##### EXTRACTED DATA #####
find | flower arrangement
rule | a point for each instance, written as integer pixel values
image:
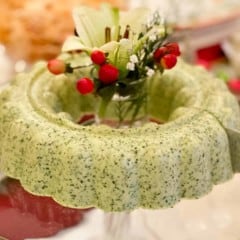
(124, 50)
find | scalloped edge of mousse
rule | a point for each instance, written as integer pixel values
(152, 166)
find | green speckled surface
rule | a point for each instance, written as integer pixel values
(152, 166)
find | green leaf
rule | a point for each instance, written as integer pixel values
(73, 43)
(91, 23)
(135, 20)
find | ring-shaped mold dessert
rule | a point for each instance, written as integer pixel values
(152, 166)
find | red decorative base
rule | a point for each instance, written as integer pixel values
(23, 215)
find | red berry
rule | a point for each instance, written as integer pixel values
(108, 74)
(85, 85)
(173, 48)
(168, 61)
(159, 53)
(234, 85)
(98, 57)
(56, 66)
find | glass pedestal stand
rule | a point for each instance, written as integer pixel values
(117, 226)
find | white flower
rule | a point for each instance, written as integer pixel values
(152, 38)
(130, 66)
(150, 72)
(133, 58)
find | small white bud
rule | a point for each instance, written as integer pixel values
(134, 59)
(130, 66)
#####
§ **PROBLEM REQUIREMENTS**: Turn the records from the line with "find | ring-shaped mold dessert" through the end of the records into a two-column CSV with the headers input and output. Give one row per record, with its text under input and its answer under output, each in a single quoted field with line breaks replaced by spaces.

§ **RESULT FOR THIS TASK**:
input,output
"find | ring-shaped mold dessert rule | a point for each instance, written as integer pixel values","(152, 166)"
"find | red decorative base rule | a point for each instance, written as integer pixel values","(23, 215)"
"find | red berry rule | a point for each instance, written as integer pixel values","(108, 74) (85, 85) (173, 48) (168, 61) (159, 53) (234, 85) (98, 57) (56, 66)"
"find | glass pedestal stand rule | a point for each instance, written as integer pixel values","(117, 226)"
"find | white flower rule | a point for each instance, written as integer pixel values","(152, 38) (130, 66) (150, 72) (133, 58)"
"find | small white bud rule | a point for each instance, written as integer pixel values","(134, 59) (130, 66)"